# [EXTRAIT À LIRE]
╔══

Actualités > Société > Johanne Gagnon et son parcours d’exception
Société

Johanne Gagnon et son parcours d’exception

Johanne Gagnon, en face de l’Accueil Maternité (Photo: Journallesoir.ca, Véronique Bossé)

Dans le cadre de la Journée internationale des droits des femmes, le Soir présente le parcours d’exception de Johanne Gagnon, une personne qui a grandement aidé à l’implantation de la profession de sage-femme.

Médaillée de l’Office des professions du Québec pour son rôle dans la professionnalisation des sages-femmes, Johanne Gagnon a été la première sage-femme en exercice légal au Québec.

« J’ai gradué comme infirmière en 1975 et puis en 1980, je suis parti en Suisse pour faire mes études de sage-femme. Je travaillais en salle d’accouchement et je trouvais ça passionnant, mais j’avais envie de faire plus que d’être infirmière. »

Retour au Québec

« Donc, j’ai gradué comme sage-femme en 1984 et un an plus tard, je suis rentrée au Québec avec l’envie d’aller travailler dans les communautés autochtones. Le hasard a vraiment bien fait des choses. Un poste était affiché à l’hôpital de Povungnituk, qui venait d’ouvrir ses portes, et les femmes inuites avaient demandé aux organisateurs que des sages-femmes soient responsable de la maternité. J’ai donc été recrutée pour mettre sur pied, organiser et ouvrir la maternité de Povungnituk. »

« C’était en 1985 et au Québec, il n’y avait aucune réglementation. Pas de sages-femmes et pas de réglementation, alors mon rôle dans l’ouverture de la maternité a d’abord été d’organiser la pratique de sage-femme. C’est de cette façon que j’ai ouvert la première maternité de sage-femme au Canada. »

Cette maternité est d’ailleurs toujours très active, puisque madame Gagnon avait aussi le mandat de former des sages-femmes autochtones.

« Aujourd’hui, c’est l’endroit au Québec où il y a le plus de sages-femmes par habitant. »

Un mouvement qui prenait de l’ampleur

« Quand j’ai quitté le Grand Nord, au Québec, on débattait d’une loi qui s’appelait Loi sur la pratique des sages-femmes en projet pilote. Il y avait beaucoup de mouvements de femmes au Québec qui sollicitaient d’avoir des sages-femmes, d’avoir accès aux sages-femmes. Ça battait vraiment fort dans ces années-là, avant que je parte. D’ailleurs, je ne suis pas allée me faire former comme sage-femme par hasard non plus. »

« J’avais eu accès, comme infirmière en salle d’accouchement, à ce type de débat-là, à Québec et de là, j’avais connu la profession de sage-femme, puis je m’étais dit, « ça m’intéresse de faire ça » , alors je suis partie en Europe parce qu’il n’y en avait pas au Québec. »

╚══

# [DONNÉES AFFICHÉES]
╔══

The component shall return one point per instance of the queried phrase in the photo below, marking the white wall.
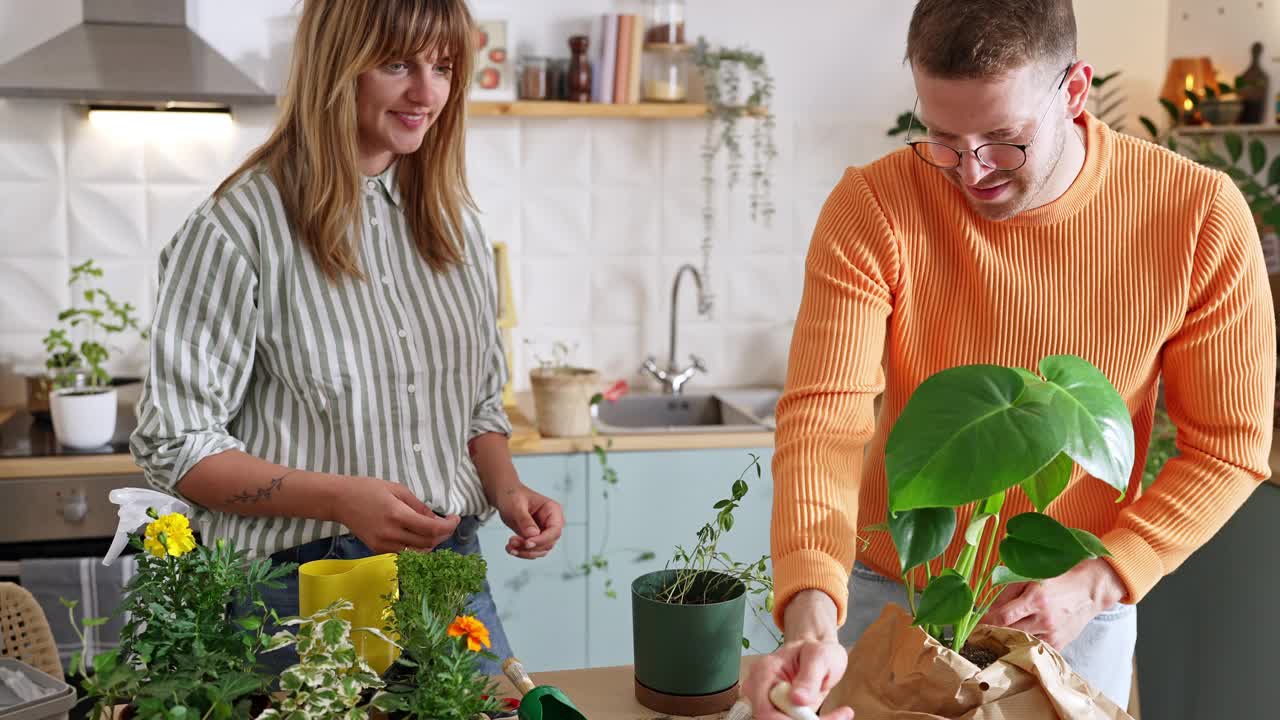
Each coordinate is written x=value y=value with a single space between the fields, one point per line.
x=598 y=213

╚══

# [À FAIRE]
a. Recopiez le passage de l'extrait allant de « Médaillée de l’Office » à « légal au Québec. » en y substituant « reconnu » à « légal ».
b. D'après l'extrait, en quelle année Johanne Gagnon a-t-elle obtenu son diplôme de sage-femme ?
La liste n'a aucun lien avec l'extrait.

# [TÂCHES RÉSOLUES]
a.
Médaillée de l’Office des professions du Québec pour son rôle dans la professionnalisation des sages-femmes, Johanne Gagnon a été la première sage-femme en exercice reconnu au Québec.

b. En 1984.